_Listed records_
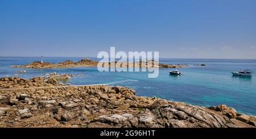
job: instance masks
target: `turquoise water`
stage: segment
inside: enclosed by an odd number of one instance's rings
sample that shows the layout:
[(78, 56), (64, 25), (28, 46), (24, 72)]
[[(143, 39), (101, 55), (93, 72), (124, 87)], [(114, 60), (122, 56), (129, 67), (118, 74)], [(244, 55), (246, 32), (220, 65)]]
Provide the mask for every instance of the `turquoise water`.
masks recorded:
[[(45, 58), (45, 61), (57, 62), (70, 59), (75, 61), (82, 58)], [(148, 78), (144, 72), (98, 72), (96, 68), (65, 69), (28, 69), (27, 73), (18, 73), (21, 68), (11, 68), (39, 61), (35, 57), (0, 57), (0, 77), (19, 76), (31, 78), (42, 73), (82, 73), (68, 81), (72, 85), (109, 83), (130, 79), (113, 85), (128, 86), (140, 96), (157, 96), (168, 100), (185, 102), (200, 106), (216, 106), (223, 103), (234, 107), (239, 112), (256, 115), (256, 74), (251, 77), (233, 77), (230, 72), (240, 69), (256, 72), (254, 60), (160, 59), (160, 63), (188, 64), (178, 69), (180, 76), (170, 75), (172, 68), (159, 69), (159, 75)], [(205, 64), (206, 66), (195, 64)], [(14, 75), (18, 74), (18, 75)]]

_Exercise brief_
Copy out all the lines of the records above, omitting the pictures, and increase every coordinate in the recorded masks by 23. Leave every other number unchanged, including those in the layout samples.

_Reply_
job: instance masks
target: `turquoise water`
stage: segment
inside: enclosed by an odd number of one instance's rings
sample that shows the layout:
[(78, 56), (64, 25), (28, 46), (24, 72)]
[[(143, 39), (101, 55), (93, 72), (124, 87)], [(114, 60), (122, 56), (129, 67), (118, 74)], [(244, 55), (246, 32), (220, 65)]]
Provide the mask for every instance of the `turquoise water`.
masks recorded:
[[(68, 81), (68, 84), (80, 85), (93, 82), (98, 84), (105, 81)], [(171, 101), (167, 95), (121, 95), (119, 91), (88, 92), (51, 92), (50, 96), (41, 96), (44, 91), (34, 91), (62, 84), (58, 80), (23, 80), (23, 100), (42, 99), (54, 101), (65, 96), (105, 96), (91, 104), (95, 108), (132, 106), (153, 102), (136, 108), (151, 109), (163, 119), (180, 119), (191, 123), (208, 125), (223, 129), (239, 129), (246, 126), (257, 130), (262, 135), (279, 138), (279, 97), (274, 100), (256, 100), (253, 95), (263, 92), (279, 95), (277, 83), (183, 82), (183, 86), (211, 87), (201, 92), (203, 99), (193, 98), (195, 91), (182, 92), (182, 98)], [(228, 87), (229, 89), (218, 87)], [(37, 98), (41, 97), (41, 98)]]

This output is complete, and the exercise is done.